* start Text shown *

# Q: Is it OK to use a 36w ballast on a 10w bulb??



## Jomeza (Jan 5, 2009)

My 10w ballast died a couple of weeks ago. The problem is it's discontinued and no longer in production/available.

The specs for this ballast are as follows:
10w 120v 60Hz 0.23A 

I have a Pony 36 watt ballast as spare and i wonder if i can use it to power up that 10w bulb without affect it??

I've read opposite opinions about this. some say the Ballast will force the bulb and eventually the bulb will last a little only.

Others say the bulb will be just fine and the ballast will provide only what the bulb needs.


Any help will be very appreciated by my fish!
Tnx.
-George


----------



## AquariumTech (Oct 12, 2010)

As long as its the right type of ballast for the bulb type, it should work. If the bulb had been higher wattage I dont think it would work. 

The point of a ballast is to start/regulate the power going to the bulb, so since its smaller amount of power needed, it should work, givin that its for the right type of bulb.


----------



## Jomeza (Jan 5, 2009)

oh.. i see. Hum.. how to know what type of bulb i have?? It looks real simple and ordinary small 10 watt tube bulb. I was thinking of buying this ballast:

http://www.amazon.com/gp/product/B001P23IT2/ref=noref?ie=UTF8&s=hi&psc=1


----------



## AquariumTech (Oct 12, 2010)

Well do you have a picture? Do you know the length? Width? Pin arrangement? 

By the way im not a ballast expert, but that is a electronic ballast right? If its an old magnetic one theres a chance it could over load the bulb. How expensive could it be for another bulb though thats only 10W? Just try it if you have it laying around and if it was meant for a spare.


----------



## Jomeza (Jan 5, 2009)

I spent a couple of hours reading and learning about ballasts and bulb types. The bulb is a T5 and the ballast i already found the right replacement for my bulb at amazon.com.

Thanks for the replys and will get back with the final result when it arrives at the mail.
Tnx again.


----------

* end Text shown *

Set task A: In the ballast thread, what current rating is given in the specs for the 10w ballast that died?
The ballast thread and the listing that comes after it are separate, unrelated material.

* start Supplied data *

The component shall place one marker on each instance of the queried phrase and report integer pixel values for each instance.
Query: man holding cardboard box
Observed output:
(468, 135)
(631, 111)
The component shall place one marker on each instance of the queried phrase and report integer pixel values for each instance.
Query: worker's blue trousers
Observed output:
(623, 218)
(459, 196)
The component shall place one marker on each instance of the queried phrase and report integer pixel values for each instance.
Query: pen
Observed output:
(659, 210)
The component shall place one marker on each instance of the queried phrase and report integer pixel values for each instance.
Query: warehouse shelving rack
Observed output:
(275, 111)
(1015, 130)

* end Supplied data *

Set task B: Quote every line of the listing verbatim, from start to end.

Result A: 0.23A

Result B:
The component shall place one marker on each instance of the queried phrase and report integer pixel values for each instance.
Query: man holding cardboard box
Observed output:
(468, 135)
(631, 111)
The component shall place one marker on each instance of the queried phrase and report integer pixel values for each instance.
Query: worker's blue trousers
Observed output:
(623, 218)
(459, 196)
The component shall place one marker on each instance of the queried phrase and report integer pixel values for each instance.
Query: pen
Observed output:
(659, 210)
The component shall place one marker on each instance of the queried phrase and report integer pixel values for each instance.
Query: warehouse shelving rack
Observed output:
(275, 111)
(1015, 130)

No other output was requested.